Data extracted from a collection:
════════

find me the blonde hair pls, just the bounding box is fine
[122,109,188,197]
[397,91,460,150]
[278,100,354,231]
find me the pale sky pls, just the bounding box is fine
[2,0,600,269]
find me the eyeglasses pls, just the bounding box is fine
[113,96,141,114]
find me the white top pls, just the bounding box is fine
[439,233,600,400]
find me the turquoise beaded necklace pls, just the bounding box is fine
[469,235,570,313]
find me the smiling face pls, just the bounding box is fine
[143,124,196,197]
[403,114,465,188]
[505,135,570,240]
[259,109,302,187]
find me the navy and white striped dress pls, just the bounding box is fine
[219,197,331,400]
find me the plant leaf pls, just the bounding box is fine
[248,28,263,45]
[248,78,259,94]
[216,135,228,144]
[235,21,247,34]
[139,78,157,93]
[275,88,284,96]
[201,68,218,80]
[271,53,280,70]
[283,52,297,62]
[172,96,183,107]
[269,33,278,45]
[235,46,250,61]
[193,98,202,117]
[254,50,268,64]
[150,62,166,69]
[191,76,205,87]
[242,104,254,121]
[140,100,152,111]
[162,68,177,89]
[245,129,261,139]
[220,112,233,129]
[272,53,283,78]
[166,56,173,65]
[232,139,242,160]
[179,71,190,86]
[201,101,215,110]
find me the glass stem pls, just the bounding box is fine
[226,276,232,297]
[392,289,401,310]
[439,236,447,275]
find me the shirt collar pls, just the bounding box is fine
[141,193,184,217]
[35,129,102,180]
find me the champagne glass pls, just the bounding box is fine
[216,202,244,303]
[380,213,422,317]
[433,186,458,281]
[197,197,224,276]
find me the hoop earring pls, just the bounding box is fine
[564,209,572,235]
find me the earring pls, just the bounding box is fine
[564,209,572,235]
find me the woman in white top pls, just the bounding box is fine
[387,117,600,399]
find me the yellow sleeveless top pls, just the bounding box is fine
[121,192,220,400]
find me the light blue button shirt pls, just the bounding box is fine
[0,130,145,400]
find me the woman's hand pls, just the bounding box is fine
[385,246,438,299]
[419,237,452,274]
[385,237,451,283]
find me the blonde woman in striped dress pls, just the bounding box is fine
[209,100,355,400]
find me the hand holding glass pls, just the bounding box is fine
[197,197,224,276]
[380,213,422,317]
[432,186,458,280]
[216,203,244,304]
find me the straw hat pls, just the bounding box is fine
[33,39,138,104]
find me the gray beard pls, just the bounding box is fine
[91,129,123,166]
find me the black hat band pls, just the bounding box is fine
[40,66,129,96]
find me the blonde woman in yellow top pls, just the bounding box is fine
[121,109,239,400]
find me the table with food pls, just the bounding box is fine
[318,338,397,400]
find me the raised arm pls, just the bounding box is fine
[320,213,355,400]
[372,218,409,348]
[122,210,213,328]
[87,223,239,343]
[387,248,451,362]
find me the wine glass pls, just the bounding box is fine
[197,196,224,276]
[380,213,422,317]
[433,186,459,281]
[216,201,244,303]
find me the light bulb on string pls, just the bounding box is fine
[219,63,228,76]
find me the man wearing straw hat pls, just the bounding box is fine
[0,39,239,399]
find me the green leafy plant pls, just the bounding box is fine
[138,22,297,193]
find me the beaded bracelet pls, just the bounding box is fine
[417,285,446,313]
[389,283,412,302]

════════

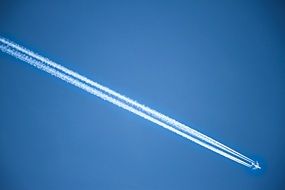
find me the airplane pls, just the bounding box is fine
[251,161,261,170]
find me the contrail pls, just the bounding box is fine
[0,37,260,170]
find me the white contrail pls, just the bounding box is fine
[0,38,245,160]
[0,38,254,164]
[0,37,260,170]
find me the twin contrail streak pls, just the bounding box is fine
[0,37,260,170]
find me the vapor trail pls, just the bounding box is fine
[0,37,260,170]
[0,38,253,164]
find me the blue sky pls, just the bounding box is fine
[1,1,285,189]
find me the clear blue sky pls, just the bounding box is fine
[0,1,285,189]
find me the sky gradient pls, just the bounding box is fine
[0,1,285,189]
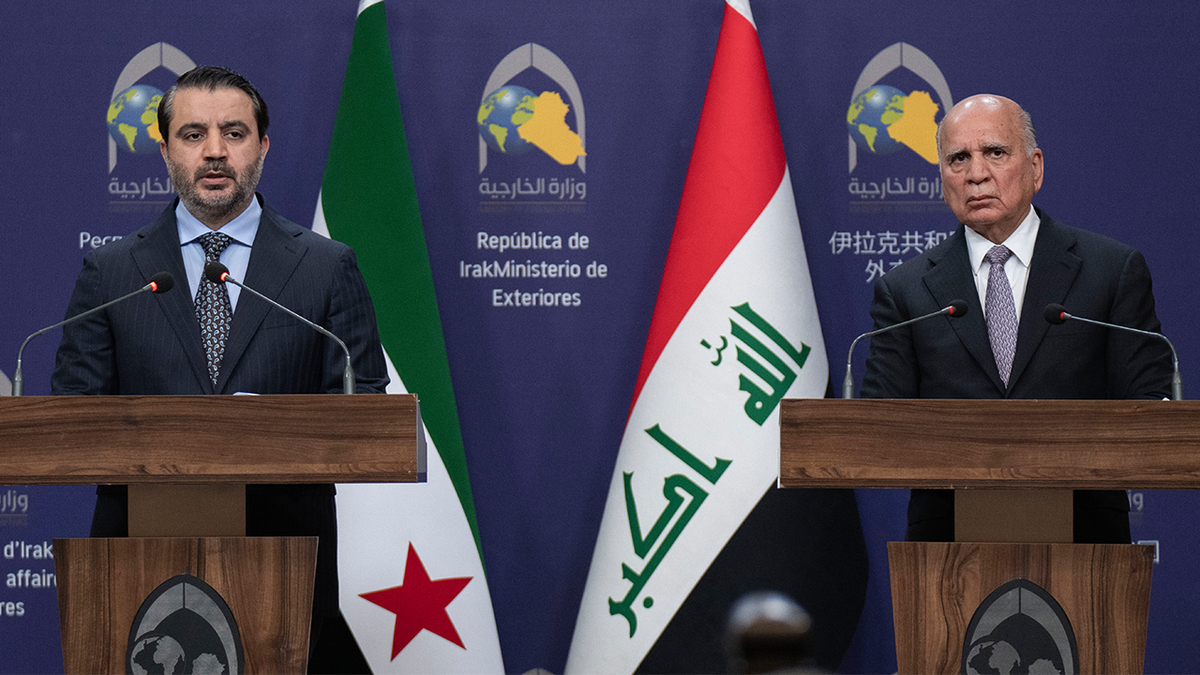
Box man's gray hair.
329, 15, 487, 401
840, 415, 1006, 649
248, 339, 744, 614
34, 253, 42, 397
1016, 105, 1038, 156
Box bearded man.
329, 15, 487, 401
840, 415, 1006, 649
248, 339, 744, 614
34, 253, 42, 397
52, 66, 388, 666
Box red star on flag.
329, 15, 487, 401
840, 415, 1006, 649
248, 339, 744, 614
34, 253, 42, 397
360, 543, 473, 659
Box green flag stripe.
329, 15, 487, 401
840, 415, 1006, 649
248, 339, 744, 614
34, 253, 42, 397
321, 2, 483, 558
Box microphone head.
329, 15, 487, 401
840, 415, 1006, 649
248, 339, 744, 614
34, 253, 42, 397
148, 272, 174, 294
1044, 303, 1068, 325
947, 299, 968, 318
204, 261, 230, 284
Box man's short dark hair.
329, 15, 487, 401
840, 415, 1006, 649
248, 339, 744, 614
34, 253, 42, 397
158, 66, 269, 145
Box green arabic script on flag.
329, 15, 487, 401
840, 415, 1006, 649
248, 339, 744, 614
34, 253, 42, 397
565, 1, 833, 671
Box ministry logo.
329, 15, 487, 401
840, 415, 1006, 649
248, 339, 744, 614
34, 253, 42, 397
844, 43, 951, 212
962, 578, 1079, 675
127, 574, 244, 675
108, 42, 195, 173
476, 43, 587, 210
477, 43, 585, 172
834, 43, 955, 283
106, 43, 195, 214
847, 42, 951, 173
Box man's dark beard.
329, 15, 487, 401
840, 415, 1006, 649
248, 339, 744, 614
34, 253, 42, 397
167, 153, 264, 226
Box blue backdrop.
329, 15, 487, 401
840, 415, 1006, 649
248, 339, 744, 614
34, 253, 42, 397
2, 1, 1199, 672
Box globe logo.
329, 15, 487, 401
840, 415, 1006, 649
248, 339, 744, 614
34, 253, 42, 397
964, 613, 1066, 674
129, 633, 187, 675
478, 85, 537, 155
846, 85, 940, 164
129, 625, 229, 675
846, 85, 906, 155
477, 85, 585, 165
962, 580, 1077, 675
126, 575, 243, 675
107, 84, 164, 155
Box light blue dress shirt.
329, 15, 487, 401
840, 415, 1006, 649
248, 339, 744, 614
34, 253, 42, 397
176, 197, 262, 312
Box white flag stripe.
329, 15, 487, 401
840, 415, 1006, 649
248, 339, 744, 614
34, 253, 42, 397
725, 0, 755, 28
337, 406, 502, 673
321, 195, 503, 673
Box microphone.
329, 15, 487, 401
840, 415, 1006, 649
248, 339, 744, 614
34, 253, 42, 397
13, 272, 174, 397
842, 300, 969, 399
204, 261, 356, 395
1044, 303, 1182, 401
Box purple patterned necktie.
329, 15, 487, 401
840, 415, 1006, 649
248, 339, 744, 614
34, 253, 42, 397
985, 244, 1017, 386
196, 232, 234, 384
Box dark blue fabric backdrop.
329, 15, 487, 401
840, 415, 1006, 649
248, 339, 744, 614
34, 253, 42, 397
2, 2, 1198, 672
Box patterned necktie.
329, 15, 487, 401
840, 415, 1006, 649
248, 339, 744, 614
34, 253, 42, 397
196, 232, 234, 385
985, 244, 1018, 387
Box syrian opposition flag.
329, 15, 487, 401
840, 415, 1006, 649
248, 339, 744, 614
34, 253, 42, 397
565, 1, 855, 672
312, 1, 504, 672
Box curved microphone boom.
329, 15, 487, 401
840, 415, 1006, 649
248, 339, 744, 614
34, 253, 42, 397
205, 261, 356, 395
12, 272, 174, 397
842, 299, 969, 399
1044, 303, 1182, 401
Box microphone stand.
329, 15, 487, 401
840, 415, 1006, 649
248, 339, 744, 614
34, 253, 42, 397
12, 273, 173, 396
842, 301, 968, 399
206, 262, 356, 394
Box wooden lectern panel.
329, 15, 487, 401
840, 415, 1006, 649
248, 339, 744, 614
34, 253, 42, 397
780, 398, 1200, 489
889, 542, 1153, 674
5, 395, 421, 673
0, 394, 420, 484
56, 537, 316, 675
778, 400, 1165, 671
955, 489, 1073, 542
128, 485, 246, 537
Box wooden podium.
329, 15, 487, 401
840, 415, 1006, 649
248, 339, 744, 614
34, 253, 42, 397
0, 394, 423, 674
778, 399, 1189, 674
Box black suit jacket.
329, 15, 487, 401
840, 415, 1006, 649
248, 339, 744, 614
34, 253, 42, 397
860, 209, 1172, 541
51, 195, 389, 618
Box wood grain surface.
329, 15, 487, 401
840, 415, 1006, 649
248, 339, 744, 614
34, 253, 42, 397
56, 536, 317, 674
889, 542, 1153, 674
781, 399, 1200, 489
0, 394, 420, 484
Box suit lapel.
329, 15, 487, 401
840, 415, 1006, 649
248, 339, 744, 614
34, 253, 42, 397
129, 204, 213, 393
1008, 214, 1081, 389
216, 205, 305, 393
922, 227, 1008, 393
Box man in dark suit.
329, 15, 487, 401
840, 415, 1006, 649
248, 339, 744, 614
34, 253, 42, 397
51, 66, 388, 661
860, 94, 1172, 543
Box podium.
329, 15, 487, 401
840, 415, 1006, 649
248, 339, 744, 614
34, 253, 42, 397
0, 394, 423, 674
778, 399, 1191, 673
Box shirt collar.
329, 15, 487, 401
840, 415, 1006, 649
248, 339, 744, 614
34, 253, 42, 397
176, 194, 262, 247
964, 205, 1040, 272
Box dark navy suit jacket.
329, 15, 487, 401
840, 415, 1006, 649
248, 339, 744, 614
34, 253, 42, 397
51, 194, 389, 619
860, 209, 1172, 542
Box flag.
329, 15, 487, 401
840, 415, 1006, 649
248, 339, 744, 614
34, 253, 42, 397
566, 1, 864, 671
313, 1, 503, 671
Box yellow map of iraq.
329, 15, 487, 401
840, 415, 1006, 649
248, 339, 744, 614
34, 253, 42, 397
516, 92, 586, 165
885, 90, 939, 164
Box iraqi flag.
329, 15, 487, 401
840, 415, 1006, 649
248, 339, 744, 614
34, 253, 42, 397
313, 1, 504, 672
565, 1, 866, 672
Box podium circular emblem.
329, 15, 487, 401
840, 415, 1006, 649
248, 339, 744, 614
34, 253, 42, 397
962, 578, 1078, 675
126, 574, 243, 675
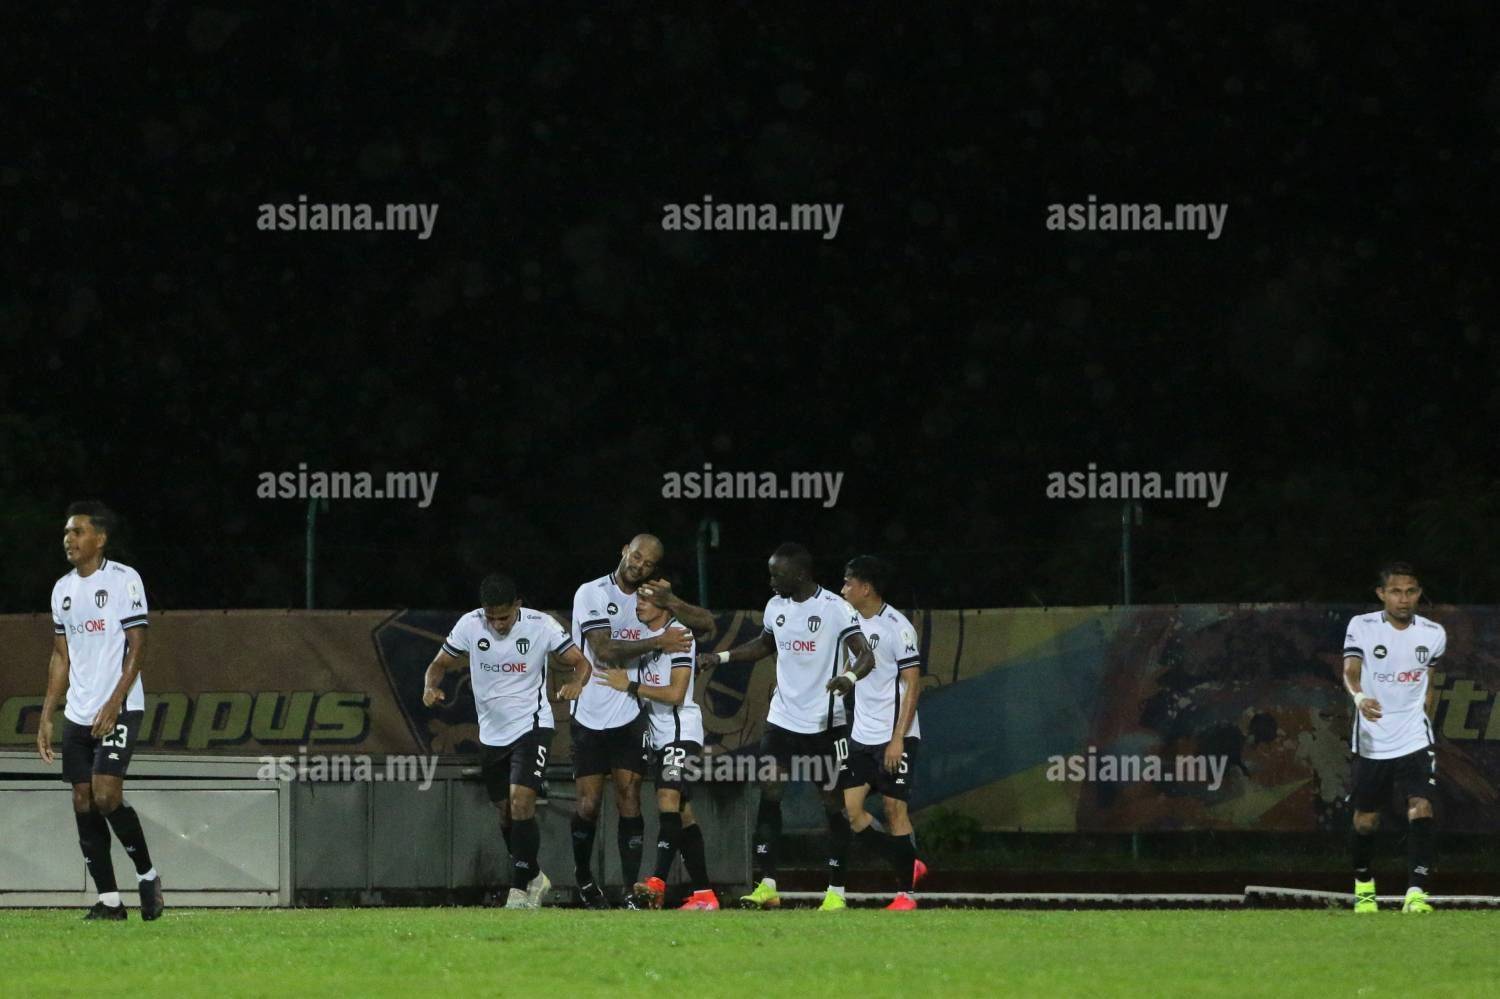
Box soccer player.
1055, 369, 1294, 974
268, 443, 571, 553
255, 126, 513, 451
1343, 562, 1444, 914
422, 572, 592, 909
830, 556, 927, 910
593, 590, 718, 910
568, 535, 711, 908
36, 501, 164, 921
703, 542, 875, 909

════════

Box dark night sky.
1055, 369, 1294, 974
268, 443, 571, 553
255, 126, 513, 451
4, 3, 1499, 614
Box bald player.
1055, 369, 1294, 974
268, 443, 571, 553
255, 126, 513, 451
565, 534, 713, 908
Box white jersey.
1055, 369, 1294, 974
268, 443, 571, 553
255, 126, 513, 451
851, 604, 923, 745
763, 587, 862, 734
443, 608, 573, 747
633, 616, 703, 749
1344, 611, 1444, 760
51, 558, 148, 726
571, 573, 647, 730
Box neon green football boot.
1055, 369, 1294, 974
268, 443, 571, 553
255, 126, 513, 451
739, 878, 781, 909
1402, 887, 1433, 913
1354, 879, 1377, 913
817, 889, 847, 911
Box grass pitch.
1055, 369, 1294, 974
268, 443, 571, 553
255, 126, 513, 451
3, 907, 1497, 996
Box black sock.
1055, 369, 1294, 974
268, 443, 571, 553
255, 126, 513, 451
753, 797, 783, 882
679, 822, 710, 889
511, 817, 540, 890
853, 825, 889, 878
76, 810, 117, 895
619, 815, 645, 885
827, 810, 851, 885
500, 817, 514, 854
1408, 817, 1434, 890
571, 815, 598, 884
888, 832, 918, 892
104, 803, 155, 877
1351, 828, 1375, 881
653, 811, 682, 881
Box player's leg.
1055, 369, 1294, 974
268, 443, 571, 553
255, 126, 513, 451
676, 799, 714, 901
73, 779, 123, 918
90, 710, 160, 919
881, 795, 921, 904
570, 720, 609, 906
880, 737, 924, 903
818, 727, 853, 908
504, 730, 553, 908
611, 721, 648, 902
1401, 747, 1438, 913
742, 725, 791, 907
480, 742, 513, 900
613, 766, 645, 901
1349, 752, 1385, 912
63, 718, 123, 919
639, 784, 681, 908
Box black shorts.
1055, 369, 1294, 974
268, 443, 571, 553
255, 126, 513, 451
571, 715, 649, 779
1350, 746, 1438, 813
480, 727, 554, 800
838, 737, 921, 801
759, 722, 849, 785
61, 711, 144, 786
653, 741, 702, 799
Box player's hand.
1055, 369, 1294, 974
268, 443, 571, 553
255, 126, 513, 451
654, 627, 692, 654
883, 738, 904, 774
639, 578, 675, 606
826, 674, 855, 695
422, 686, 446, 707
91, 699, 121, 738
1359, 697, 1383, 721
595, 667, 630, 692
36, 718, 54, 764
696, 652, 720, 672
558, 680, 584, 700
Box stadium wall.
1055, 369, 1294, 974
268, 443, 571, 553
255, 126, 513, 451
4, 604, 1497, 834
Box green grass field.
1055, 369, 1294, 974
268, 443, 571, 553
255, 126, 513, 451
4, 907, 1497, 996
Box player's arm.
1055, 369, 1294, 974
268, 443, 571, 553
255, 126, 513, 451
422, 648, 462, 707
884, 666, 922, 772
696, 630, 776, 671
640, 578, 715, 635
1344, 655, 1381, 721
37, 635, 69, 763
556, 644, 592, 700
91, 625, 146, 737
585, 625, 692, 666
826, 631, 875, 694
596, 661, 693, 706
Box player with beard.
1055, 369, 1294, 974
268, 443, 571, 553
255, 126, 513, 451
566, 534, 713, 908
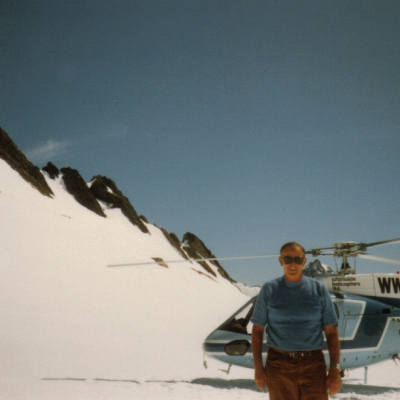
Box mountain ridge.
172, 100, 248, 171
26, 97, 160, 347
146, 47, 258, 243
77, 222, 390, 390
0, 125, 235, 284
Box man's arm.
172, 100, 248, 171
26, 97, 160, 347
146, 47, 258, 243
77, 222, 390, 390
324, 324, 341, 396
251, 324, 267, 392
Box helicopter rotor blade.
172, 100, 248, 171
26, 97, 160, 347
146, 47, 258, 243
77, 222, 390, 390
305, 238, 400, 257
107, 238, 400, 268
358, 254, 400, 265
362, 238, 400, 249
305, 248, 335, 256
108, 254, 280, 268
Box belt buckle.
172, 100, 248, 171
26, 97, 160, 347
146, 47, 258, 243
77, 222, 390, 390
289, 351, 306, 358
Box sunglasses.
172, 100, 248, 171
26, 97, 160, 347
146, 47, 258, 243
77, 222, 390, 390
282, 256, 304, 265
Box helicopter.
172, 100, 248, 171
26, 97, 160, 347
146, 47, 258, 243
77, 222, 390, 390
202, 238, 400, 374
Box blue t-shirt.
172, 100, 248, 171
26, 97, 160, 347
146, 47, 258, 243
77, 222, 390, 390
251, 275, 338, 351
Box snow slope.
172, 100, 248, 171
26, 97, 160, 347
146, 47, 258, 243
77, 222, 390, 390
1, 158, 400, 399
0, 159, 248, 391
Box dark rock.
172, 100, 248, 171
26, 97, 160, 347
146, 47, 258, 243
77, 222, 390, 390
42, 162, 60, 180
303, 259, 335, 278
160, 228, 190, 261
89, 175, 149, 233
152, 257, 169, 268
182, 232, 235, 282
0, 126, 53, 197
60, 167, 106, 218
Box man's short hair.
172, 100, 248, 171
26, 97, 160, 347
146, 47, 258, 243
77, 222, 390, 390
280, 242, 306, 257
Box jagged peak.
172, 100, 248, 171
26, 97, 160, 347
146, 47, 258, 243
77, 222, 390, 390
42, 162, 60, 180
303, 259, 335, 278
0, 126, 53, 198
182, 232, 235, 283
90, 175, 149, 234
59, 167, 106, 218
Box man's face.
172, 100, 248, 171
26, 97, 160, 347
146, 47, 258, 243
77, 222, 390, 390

════════

▸ **Assignment**
A single figure, the number of lines above with the word "flag", is the whole answer.

▸ **Task response**
7